**Description of the task:** Starting with the line that contains "the gray haired", reproduce each line through the end of the entries exactly as written.

─── The records ───

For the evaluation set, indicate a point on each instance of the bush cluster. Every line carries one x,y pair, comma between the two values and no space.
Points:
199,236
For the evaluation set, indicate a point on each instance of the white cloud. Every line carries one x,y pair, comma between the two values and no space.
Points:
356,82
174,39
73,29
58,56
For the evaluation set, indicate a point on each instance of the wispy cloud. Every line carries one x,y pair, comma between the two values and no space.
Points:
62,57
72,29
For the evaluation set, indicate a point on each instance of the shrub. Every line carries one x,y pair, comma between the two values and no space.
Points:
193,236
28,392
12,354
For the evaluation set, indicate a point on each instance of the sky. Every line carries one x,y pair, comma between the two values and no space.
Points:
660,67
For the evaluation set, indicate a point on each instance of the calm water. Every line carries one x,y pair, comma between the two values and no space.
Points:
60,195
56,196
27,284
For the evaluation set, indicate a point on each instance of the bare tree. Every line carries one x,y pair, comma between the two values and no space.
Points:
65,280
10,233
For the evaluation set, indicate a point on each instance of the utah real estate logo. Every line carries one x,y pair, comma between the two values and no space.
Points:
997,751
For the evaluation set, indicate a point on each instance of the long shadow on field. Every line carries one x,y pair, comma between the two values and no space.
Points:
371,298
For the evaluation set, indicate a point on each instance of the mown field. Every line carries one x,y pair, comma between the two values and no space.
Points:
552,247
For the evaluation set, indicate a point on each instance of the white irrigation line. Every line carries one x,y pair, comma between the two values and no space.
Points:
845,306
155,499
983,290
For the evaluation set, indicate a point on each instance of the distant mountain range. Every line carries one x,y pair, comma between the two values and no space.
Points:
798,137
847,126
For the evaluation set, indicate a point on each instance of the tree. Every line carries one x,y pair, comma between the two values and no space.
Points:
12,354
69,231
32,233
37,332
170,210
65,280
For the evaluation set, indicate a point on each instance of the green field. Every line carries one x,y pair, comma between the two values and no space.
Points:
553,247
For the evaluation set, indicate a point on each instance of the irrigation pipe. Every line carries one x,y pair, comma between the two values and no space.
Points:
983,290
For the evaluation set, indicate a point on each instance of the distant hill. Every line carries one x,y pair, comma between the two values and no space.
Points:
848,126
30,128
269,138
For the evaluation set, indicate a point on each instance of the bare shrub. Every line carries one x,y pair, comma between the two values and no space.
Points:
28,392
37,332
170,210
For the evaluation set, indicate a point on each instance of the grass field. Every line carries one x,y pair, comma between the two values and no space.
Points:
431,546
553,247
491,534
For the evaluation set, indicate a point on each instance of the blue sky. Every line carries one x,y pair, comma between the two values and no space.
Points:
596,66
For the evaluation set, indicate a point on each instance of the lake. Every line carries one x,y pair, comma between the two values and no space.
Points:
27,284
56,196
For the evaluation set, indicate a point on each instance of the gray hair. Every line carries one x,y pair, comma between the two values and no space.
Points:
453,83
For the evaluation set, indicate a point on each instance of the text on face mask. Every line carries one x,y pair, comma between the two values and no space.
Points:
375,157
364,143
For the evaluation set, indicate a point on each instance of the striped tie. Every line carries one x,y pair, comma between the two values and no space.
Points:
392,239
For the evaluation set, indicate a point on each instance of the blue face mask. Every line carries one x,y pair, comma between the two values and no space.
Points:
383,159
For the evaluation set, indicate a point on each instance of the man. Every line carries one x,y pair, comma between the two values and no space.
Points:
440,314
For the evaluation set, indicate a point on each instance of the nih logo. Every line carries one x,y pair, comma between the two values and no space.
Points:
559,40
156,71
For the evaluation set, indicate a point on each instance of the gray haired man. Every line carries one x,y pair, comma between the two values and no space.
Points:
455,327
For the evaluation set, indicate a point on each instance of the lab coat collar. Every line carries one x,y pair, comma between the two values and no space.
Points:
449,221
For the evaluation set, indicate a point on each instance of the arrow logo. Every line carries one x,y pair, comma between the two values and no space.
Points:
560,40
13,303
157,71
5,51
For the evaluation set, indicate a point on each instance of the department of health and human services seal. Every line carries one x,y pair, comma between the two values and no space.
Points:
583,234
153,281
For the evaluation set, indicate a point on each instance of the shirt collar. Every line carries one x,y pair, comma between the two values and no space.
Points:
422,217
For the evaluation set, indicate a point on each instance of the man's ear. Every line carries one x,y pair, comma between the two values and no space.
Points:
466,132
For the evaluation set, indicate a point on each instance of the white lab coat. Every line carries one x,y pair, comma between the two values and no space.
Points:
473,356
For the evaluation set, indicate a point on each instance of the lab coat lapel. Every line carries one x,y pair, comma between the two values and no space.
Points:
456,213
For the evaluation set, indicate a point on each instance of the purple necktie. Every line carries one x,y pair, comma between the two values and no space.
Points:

───

**Final answer:**
For the evaluation set, indicate a point on each instance of the gray haired man. Every line carries one x,y pair, comma between the two values and no space.
Points:
455,327
For the evaluation set, indicate a point on each instance of the lab coat collar. Every line carries one x,y pair, comma between the two values and no space.
Points:
449,221
For the evaluation set, indicate a point on each instance of the arrow logo. Every line carries one x,y pair, comma between the two values and no space.
Points:
560,40
13,303
157,71
5,51
For the evaluation set, indicate a point on each instance of the department of health and human services seal. Every line carries one x,y pair, comma between the two values and no space.
Points:
583,234
153,281
For the evaluation set, indicate a point on each instance of the shirt collar. Every line carries one x,y pair, comma between the two values and no space.
Points:
422,217
For the evaluation set, indicate a point on each instance of the man's ear. Every line carries one x,y pair, comma between the two values and no space.
Points:
466,132
For the evaluation set, indicate a point on each instance of the white lab coat. Every line carries one x,y pair, comma between the two values and no space.
Points:
473,356
For the evaluation set, indicate a point on each instance of the lab coat lapel. Every line carries one x,y pair, comma between the two values and no space.
Points:
456,213
For the evaluation set, indicate a point on each instance of the purple necktie. Every line carries one x,y pair, comma between the two values and no space.
Points:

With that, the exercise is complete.